[DATA SHOWN start]

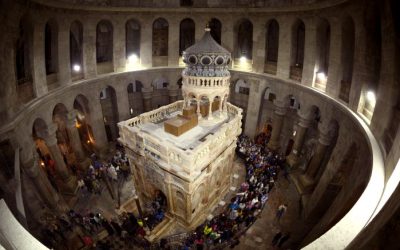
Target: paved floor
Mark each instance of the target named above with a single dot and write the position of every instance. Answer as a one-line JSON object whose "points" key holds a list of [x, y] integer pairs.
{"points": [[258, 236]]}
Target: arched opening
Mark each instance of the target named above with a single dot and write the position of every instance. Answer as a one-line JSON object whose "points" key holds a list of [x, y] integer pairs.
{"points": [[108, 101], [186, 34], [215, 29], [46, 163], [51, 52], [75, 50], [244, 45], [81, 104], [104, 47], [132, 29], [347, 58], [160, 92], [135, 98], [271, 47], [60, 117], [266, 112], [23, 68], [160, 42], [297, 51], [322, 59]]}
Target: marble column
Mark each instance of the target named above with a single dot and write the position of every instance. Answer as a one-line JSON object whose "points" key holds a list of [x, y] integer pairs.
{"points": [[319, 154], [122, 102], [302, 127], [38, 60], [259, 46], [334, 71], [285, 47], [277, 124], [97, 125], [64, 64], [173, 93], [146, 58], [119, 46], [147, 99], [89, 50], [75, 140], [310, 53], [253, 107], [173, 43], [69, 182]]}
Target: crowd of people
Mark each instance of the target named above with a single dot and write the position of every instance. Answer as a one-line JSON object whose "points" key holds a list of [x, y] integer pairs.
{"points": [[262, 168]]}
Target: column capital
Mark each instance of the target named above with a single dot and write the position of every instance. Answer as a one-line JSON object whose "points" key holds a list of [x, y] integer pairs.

[DATA SHOWN end]

Copy all of the items above word for word, but leave out the pictures.

» TASK OUTPUT
Target: paved floor
Mark each instance of the target named above with a single dot and write the position of every instance. Answer as a one-line JSON object whose "points" key holds a list of [x, y] integer pairs.
{"points": [[258, 236]]}
Target: arched opening
Mark each instance of the target named above with a single dot and write the position of every instance. Answer as a one-line JSON object whose "points" key holds a list of [x, y] integer pairs.
{"points": [[108, 101], [186, 34], [215, 29], [46, 163], [51, 52], [75, 50], [244, 45], [81, 104], [104, 47], [132, 29], [347, 58], [160, 92], [135, 98], [271, 47], [60, 117], [266, 112], [23, 68], [160, 42], [297, 51], [322, 59]]}
Target: marble column
Mark each instance of the target named above with a single dot and write the position of every instance. Answer as a one-line JSON object whose "points" key holds a list of [x, y] integer pairs.
{"points": [[319, 154], [122, 102], [302, 127], [38, 60], [259, 46], [334, 71], [285, 47], [277, 124], [97, 125], [64, 64], [173, 93], [146, 58], [119, 46], [147, 99], [89, 50], [75, 140], [310, 53], [253, 107], [173, 43], [69, 182]]}
Target: crowd of people
Mark each instance of the target named above with a single dot and write the position of every instance. Answer as a one-line JSON object whose "points" key holds a list of [x, y] integer pairs.
{"points": [[262, 168]]}
Target: column capital
Mark each instance of the target named above with a single dot and write the position of every instance. Answer as a one-line JSON object whose "points" key holds a list of [x, y] integer pairs.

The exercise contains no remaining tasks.